*Exercise goal:* Express the listing from the line with "form [(340, 633)]." to the line with "[(235, 404), (120, 433)]" as a two-column CSV with the columns task and answer. Give one row per listing, put each field in quotation marks with line breaks turned into spaces, and leave out the pictures.

*Exercise material:*
(begin)

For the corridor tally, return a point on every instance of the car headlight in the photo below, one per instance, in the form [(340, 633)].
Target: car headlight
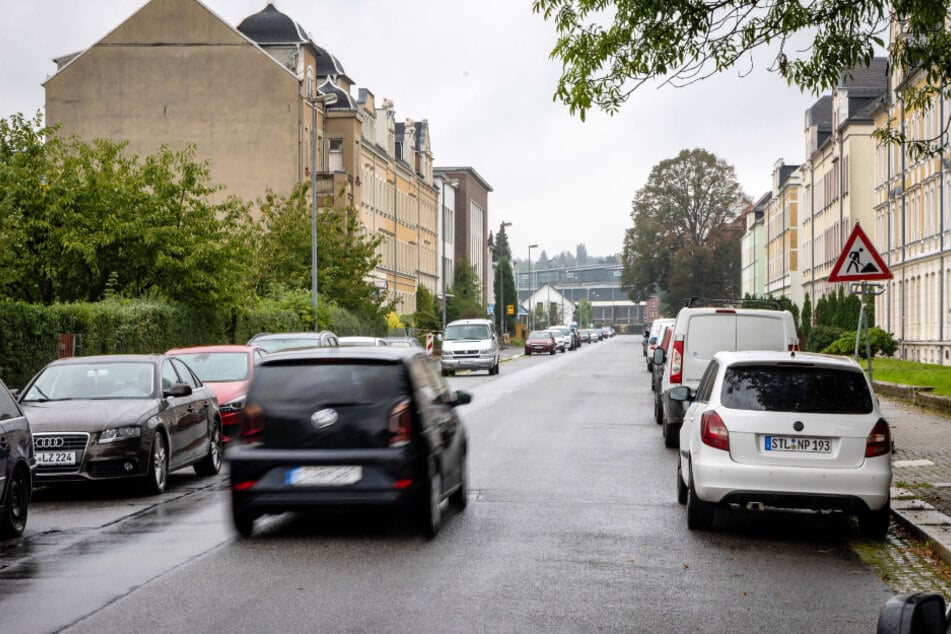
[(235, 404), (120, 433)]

(end)
(begin)

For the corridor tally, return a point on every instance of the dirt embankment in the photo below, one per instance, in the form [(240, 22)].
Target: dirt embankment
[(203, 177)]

(end)
(begin)

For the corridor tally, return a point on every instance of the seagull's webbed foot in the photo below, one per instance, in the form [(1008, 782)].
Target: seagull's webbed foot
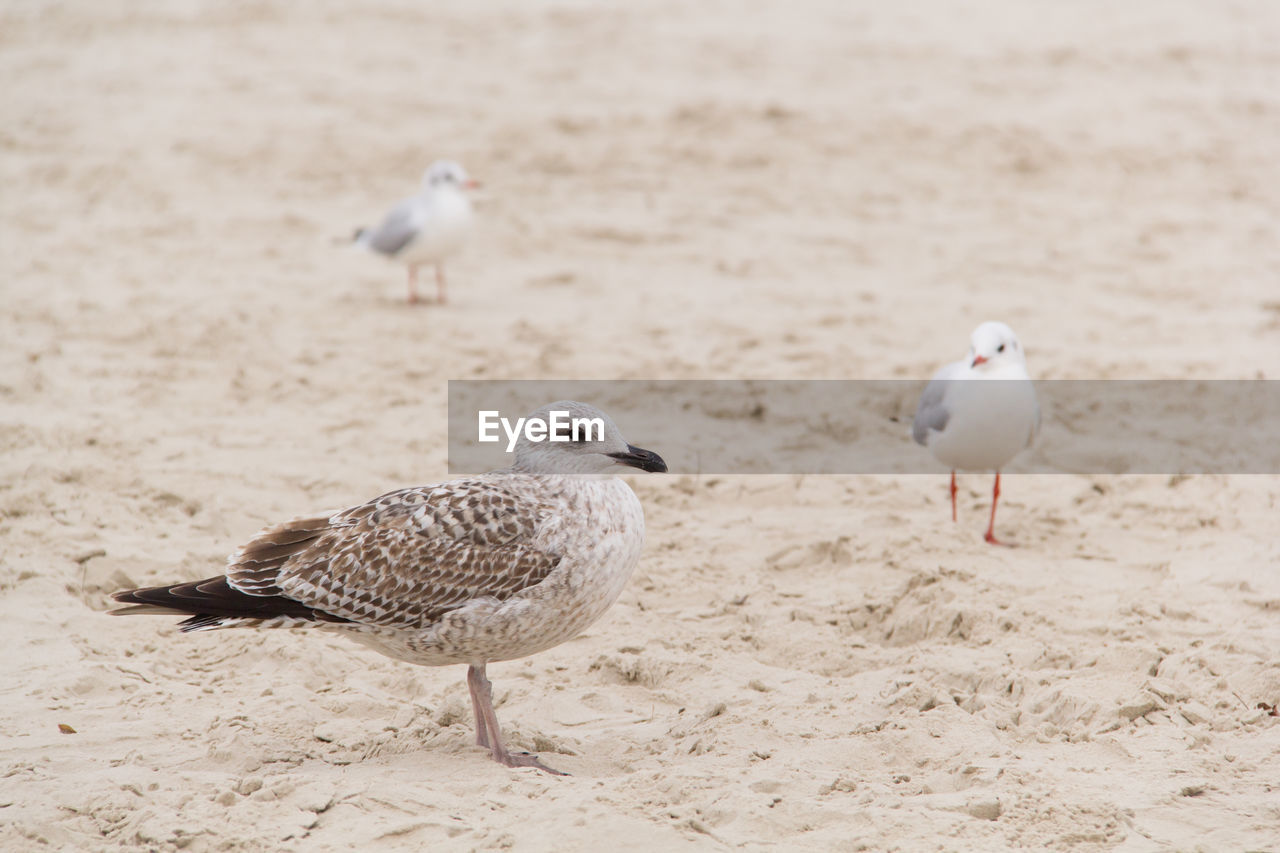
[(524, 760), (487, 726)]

(end)

*Solution for this problem:*
task,answer
"For the corridor tally, return a point on every instance of the car headlight in the photo below, one per instance, in the form [(340, 633)]. Target: car headlight","[(235, 404), (120, 433)]"